[Point-per-instance localization data]

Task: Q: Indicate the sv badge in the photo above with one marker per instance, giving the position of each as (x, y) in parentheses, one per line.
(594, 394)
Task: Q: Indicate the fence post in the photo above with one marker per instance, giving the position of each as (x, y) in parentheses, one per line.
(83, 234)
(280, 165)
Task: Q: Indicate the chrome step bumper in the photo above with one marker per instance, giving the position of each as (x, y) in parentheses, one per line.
==
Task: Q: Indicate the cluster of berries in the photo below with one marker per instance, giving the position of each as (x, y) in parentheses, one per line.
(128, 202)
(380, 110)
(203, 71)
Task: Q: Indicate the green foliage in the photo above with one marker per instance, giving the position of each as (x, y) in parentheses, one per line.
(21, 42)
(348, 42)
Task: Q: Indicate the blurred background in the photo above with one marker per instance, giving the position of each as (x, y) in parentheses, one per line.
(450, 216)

## [ACTIVITY]
From the entries above, return exactly the line containing "Task: Q: Indicate the sv", the line containing "Task: Q: Indicate the chrome", and all lines between, and nothing else.

## [ANSWER BOX]
Task: Q: Indicate the sv badge in the photo above with one marker per instance, giving the position of each as (x, y) in parentheses, one per line.
(594, 394)
Task: Q: Indicate the fence post in the photo above with one marker per instance, giving the position of each as (x, y) in parentheses, one per line.
(83, 234)
(280, 165)
Task: Q: Indicate the chrome step bumper in the photo above with one marker per instance, giving the position of each as (x, y) in parentheses, one per line.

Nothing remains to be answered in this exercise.